• **Excerpt**:

Content starts

The prognosis for angina depends on the type and severity of the symptoms. Angina that causes mild to moderate discomfort or pain can usually be treated with medication and lifestyle changes. Angina that causes severe or crippling pain that comes without warning requires emergency treatment and is often a symptom of a more serious underlying condition.
Your doctor may help you identify your angina triggers and discuss ways you might avoid them, and in many case prescribe medication to relieve symptoms and help prevent more serious complications. If your condition is severe, you begin to see new or worsening symptoms, or suffer from unstable angina, you should see a doctor right away and your doctor may recommend a surgical option.
Changes in diet and exercise, stopping smoking, reducing stress, and identifying and managing triggers can help reduce angina attacks.
Your doctor may prescribe nitroglycerin to relieve symptoms of stable angina, which happens when your heart works hard and needs more oxygen. Other medications may include aspirin, statins to lower cholesterol or vasodilators to lower blood pressure.

Content ends

• **Entries shown**:
Content starts

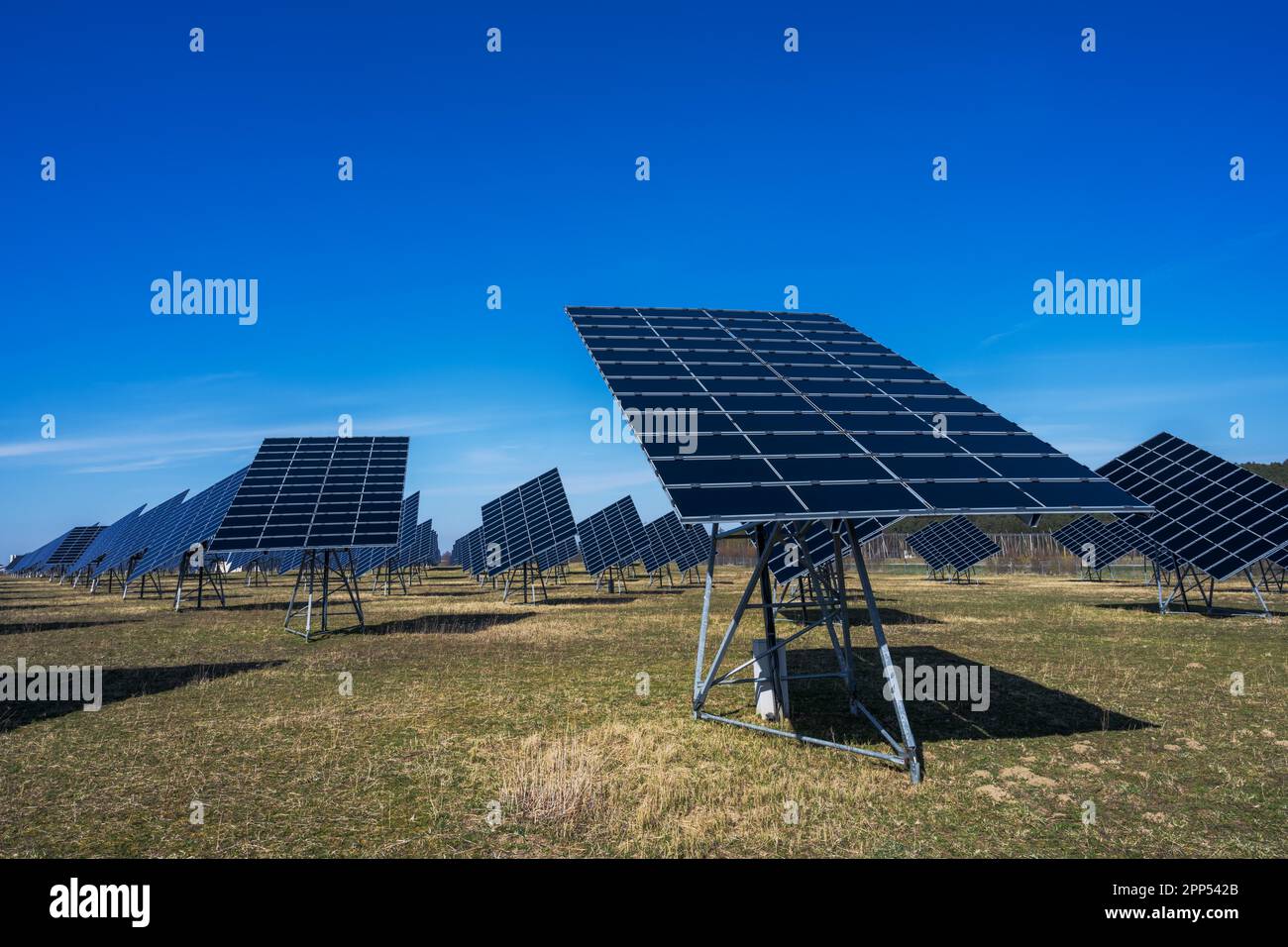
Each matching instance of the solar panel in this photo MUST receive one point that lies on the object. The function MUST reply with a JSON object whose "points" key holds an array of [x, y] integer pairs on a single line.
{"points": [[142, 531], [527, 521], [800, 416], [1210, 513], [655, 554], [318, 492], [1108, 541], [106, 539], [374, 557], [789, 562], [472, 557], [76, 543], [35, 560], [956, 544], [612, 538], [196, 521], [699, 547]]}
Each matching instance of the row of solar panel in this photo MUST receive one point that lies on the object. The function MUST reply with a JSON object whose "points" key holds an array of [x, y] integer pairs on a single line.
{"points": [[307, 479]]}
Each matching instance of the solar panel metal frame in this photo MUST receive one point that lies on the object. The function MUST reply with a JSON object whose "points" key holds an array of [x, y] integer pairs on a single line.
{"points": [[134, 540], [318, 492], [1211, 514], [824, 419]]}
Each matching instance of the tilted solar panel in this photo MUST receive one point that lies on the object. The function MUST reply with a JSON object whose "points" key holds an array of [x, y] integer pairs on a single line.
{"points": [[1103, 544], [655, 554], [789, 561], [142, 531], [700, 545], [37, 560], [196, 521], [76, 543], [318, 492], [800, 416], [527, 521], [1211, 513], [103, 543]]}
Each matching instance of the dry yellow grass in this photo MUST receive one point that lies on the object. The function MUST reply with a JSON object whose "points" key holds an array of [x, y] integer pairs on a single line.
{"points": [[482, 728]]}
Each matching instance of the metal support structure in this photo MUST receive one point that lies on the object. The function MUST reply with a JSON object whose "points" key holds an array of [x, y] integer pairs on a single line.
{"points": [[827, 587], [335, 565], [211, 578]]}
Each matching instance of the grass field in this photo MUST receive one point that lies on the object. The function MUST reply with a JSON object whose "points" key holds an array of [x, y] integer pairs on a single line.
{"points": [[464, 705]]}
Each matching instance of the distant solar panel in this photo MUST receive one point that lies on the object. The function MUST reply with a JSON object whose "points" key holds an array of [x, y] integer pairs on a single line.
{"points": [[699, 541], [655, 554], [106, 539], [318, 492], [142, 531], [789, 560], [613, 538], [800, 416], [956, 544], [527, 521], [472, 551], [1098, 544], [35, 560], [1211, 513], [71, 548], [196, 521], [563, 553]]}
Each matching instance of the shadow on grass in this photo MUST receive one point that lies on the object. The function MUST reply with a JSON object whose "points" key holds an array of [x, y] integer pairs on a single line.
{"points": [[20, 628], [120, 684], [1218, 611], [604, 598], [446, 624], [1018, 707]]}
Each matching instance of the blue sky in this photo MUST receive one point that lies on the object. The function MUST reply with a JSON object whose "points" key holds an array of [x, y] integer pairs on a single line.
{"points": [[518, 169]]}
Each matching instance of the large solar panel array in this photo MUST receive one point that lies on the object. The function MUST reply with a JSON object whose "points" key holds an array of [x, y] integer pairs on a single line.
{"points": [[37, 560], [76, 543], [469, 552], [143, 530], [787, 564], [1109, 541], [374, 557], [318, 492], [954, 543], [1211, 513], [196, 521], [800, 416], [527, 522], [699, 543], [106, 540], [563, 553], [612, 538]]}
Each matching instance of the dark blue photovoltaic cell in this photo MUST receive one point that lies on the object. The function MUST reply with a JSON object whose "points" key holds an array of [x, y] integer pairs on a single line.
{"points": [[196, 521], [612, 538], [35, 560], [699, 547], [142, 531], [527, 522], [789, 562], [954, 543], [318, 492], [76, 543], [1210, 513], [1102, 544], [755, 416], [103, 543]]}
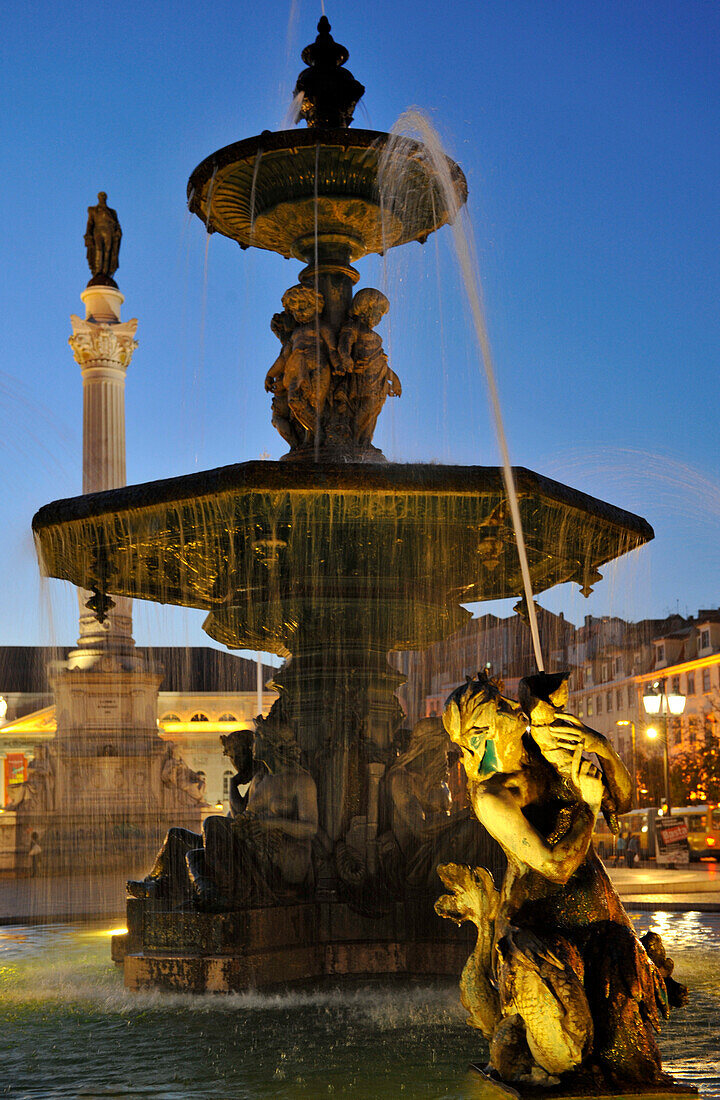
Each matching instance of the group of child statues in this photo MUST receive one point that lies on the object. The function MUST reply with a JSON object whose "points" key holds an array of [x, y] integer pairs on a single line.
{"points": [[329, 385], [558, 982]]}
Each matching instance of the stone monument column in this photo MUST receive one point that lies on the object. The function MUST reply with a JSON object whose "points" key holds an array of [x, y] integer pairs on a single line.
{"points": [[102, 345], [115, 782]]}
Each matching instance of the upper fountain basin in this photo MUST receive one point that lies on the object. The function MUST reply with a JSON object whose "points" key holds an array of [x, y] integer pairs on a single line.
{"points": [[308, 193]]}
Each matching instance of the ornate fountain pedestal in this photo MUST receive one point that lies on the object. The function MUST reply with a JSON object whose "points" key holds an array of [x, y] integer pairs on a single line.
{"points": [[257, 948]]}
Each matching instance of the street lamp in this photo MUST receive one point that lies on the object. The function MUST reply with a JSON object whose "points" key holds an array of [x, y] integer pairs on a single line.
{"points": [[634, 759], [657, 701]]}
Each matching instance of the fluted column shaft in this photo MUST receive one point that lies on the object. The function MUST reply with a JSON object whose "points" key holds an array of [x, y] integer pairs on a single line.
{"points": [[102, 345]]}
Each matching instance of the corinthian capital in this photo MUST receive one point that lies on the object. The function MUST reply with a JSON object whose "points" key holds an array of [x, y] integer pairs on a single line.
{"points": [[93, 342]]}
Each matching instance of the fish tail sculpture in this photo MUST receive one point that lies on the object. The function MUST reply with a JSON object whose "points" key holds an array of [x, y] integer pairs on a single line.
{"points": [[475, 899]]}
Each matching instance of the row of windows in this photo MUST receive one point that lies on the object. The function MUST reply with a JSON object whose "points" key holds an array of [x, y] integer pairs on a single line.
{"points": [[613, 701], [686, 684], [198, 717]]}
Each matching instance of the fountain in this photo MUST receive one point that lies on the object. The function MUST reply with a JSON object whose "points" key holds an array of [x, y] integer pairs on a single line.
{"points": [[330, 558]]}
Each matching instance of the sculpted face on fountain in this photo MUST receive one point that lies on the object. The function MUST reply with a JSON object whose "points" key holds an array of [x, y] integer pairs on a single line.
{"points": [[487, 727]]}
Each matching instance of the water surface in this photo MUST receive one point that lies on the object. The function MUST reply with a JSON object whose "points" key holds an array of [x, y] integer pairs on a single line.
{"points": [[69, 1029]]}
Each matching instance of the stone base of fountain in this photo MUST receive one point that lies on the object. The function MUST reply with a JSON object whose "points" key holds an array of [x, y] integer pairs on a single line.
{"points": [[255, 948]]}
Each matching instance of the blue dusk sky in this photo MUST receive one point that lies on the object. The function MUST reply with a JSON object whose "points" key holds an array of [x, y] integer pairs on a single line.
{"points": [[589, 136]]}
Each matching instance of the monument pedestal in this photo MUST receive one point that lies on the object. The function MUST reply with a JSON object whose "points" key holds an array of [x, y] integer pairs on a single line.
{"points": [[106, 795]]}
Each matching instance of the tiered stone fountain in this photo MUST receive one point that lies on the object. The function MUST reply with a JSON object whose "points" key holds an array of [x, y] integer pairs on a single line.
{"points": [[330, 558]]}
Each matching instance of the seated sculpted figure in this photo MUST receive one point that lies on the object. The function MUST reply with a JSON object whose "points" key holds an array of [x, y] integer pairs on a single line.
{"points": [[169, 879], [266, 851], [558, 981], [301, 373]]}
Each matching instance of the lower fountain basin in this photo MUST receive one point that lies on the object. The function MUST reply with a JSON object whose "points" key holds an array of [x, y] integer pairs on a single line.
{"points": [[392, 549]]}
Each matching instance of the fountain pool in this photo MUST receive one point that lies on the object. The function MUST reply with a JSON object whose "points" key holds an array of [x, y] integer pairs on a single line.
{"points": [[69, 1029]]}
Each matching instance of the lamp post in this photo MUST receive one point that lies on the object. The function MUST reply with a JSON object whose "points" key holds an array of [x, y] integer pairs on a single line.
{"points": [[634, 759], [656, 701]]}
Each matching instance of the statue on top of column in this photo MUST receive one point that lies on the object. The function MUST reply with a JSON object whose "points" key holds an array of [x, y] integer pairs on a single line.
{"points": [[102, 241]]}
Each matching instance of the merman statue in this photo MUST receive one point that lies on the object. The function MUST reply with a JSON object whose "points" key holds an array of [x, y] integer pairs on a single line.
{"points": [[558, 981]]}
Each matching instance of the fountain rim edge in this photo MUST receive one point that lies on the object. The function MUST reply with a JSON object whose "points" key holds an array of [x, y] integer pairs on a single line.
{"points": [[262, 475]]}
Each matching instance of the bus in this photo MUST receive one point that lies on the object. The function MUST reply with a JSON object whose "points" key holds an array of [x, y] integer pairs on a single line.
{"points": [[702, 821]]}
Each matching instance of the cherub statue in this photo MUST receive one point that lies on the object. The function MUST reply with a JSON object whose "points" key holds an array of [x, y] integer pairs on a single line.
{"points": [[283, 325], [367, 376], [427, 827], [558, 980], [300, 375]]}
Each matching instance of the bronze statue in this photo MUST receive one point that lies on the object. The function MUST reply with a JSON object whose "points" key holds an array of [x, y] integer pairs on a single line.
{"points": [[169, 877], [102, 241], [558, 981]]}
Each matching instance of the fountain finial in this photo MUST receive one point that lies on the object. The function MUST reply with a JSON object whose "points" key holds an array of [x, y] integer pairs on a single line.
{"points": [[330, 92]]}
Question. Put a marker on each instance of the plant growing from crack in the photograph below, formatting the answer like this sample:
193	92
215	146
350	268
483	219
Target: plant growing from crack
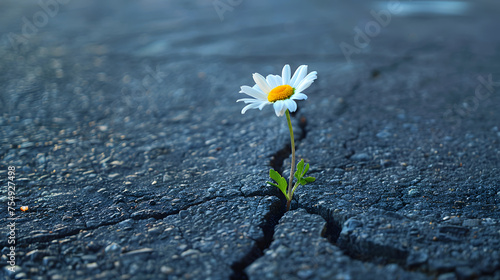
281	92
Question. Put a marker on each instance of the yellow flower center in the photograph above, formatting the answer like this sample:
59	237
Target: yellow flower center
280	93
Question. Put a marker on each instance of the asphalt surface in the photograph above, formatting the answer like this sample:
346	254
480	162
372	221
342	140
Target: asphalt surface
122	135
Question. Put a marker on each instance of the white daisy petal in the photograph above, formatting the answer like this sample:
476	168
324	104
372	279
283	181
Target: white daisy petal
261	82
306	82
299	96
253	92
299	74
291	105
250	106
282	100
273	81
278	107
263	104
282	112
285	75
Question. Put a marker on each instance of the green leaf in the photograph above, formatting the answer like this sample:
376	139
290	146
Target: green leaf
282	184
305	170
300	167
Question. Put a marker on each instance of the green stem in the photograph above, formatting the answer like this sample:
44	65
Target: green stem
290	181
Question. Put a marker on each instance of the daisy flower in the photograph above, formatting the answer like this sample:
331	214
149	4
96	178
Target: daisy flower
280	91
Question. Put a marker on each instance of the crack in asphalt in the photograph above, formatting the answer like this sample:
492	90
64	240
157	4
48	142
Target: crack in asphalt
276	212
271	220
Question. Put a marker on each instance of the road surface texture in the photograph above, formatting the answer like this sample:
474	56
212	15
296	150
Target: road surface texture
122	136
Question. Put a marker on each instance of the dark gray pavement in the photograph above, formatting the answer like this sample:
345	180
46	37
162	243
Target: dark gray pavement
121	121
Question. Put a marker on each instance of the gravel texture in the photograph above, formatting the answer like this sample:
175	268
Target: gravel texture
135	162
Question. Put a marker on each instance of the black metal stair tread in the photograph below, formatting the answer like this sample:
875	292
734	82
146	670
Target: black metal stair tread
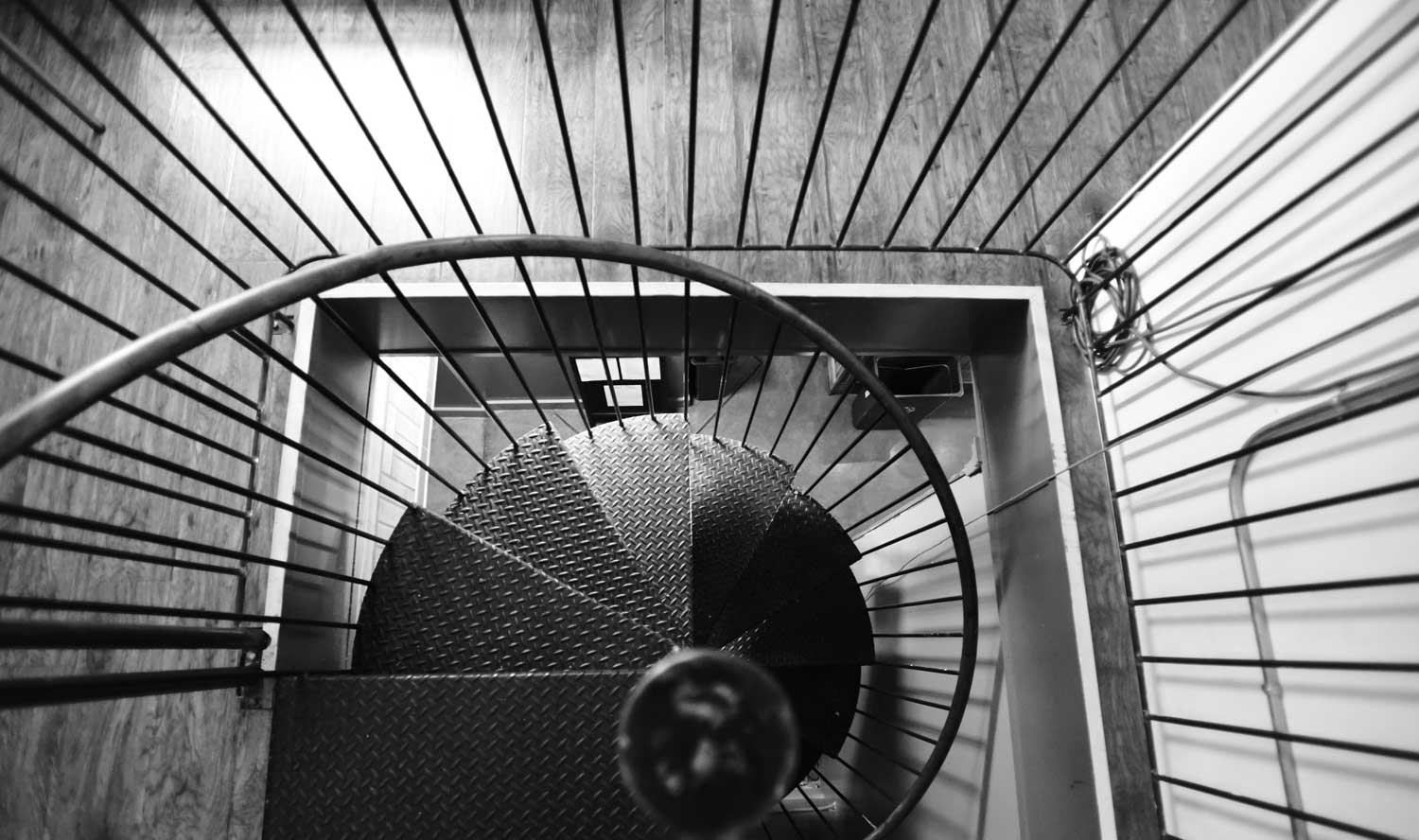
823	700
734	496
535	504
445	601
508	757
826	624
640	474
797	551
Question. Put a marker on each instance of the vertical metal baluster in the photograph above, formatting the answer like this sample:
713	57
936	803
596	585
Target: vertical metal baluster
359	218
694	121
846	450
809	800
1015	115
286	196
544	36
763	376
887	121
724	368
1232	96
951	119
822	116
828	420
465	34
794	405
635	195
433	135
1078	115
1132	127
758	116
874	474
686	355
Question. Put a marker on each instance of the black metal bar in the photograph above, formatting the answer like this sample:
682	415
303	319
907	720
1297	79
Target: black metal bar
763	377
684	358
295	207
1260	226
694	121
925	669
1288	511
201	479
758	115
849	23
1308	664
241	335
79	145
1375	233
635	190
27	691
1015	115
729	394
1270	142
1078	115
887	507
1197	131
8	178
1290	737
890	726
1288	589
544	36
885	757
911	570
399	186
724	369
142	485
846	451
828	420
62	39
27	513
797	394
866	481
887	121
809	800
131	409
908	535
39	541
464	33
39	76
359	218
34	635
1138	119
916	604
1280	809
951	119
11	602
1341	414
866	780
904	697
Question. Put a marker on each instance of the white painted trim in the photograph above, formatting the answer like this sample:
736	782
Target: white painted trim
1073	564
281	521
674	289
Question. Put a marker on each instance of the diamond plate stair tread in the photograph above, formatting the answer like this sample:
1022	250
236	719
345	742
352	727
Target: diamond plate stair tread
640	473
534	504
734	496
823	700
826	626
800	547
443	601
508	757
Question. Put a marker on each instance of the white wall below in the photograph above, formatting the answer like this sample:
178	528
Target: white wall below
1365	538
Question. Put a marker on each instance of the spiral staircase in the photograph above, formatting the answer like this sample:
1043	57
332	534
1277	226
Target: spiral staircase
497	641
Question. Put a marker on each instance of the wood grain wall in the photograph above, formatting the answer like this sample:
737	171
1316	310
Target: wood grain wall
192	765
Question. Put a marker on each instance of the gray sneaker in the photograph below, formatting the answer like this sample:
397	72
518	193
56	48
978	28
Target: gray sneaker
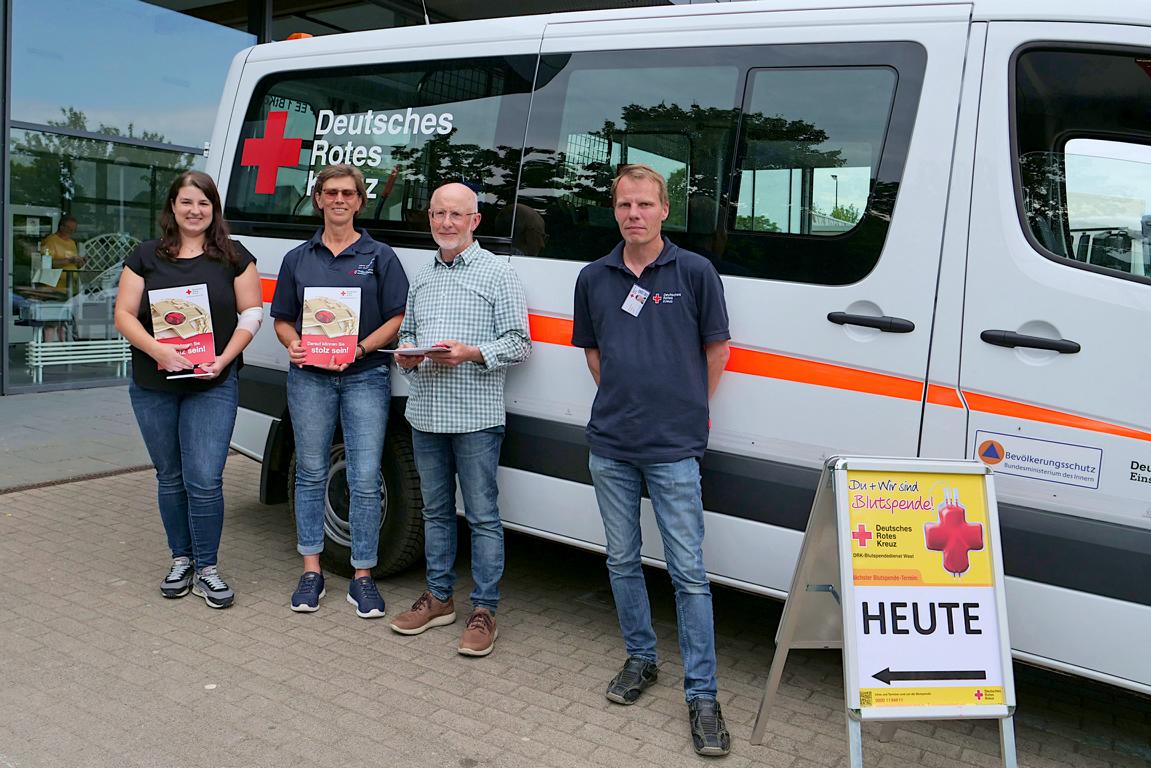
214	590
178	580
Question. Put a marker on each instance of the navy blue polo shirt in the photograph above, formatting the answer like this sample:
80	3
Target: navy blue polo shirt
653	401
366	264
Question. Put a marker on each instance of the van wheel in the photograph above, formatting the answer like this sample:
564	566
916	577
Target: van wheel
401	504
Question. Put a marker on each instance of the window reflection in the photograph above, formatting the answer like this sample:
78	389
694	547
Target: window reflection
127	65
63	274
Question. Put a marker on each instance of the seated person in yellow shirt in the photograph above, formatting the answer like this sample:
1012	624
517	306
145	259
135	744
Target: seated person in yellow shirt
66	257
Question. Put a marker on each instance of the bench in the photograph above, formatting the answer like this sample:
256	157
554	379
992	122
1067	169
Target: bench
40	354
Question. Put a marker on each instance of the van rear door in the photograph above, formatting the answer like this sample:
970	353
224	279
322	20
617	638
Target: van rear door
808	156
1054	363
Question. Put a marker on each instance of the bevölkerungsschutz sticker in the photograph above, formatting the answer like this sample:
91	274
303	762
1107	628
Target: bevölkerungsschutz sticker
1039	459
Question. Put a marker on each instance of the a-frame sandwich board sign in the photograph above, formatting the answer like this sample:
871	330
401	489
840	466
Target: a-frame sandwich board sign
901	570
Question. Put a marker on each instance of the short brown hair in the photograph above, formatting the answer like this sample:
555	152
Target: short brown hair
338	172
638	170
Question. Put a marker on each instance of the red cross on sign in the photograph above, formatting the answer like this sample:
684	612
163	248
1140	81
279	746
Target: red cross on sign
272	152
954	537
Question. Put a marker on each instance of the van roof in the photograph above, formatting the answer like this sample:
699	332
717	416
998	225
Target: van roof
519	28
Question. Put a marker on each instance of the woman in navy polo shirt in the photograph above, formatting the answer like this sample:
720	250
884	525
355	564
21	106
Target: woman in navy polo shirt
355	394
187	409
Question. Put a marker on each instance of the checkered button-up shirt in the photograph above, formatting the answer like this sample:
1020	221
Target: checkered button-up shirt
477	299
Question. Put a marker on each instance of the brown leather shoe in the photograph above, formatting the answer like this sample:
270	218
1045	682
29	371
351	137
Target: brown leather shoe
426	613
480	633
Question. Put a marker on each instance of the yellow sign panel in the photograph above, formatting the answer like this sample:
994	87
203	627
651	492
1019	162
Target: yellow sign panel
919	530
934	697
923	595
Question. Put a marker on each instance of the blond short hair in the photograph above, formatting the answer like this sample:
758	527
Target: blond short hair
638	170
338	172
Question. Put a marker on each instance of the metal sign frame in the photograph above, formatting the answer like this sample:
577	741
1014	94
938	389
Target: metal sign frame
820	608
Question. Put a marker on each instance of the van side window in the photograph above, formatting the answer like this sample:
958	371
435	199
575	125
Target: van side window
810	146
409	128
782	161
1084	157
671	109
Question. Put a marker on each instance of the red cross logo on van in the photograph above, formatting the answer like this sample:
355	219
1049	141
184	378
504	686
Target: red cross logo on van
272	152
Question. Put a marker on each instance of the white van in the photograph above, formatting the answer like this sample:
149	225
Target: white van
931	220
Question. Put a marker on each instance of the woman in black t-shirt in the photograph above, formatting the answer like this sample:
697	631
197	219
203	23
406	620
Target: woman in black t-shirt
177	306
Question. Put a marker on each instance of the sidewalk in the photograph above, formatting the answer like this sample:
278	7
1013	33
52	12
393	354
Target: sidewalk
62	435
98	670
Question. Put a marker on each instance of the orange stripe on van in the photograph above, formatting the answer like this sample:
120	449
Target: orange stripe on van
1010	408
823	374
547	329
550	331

Content ends

• **Questions to answer**:
a. Quote the angina passage word for word, giving the stretch from "Your doctor may help" through "reduce angina attacks.".
b. Extend the passage on angina treatment, picking up right after its final sentence.

• **Answer set**:
a.
Your doctor may help you identify your angina triggers and discuss ways you might avoid them, and in many case prescribe medication to relieve symptoms and help prevent more serious complications. If your condition is severe, you begin to see new or worsening symptoms, or suffer from unstable angina, you should see a doctor right away and your doctor may recommend a surgical option.
Changes in diet and exercise, stopping smoking, reducing stress, and identifying and managing triggers can help reduce angina attacks.

b.
Certain minimally invasive procedures may be recommended if angina is caused by a blocked or narrowed artery, including:
Angioplasty and stenting: During this procedure, a small catheter is placed in your arm or groin, and a thin tube is threaded through the blood vessel to your heart. This tube may first be used to inject dye to get a clearer picture of any plaque buildup or blockages. Once a buildup or blockage is identified, a wire with a tiny balloon attached is sent through the tube and into the blockage, where the balloon is inflated. This stretches the artery and pushes the plague to the side, helping restore blood flow. In many cases, a mesh tube or stent is then placed in the previously blocked area to ensure the artery stays open.
If angina is a symptom of severe coronary artery disease, surgery may be recommended.
- Coronary artery bypass grafting (CABG): This surgery improves blood flow to your heart by creating a bypass around your narrowed coronary arteries using arteries or veins taken from other parts of your body.
Recovery After Surgery
Depending on how your body heals, you will be in the hospital for four to seven days after a CABG procedure and recover well within six to 12 weeks. Your doctor will tell you when you may be physically active again and about what activities to avoid during recuperation. After heart surgery, you will be directed to do cardiac rehabilitation. This program provides an exercise regimen specifically designed to help you slowly strengthen your heart, and make other diet and lifestyle changes that will reduce your risk of heart attack, heart failure, and other complications.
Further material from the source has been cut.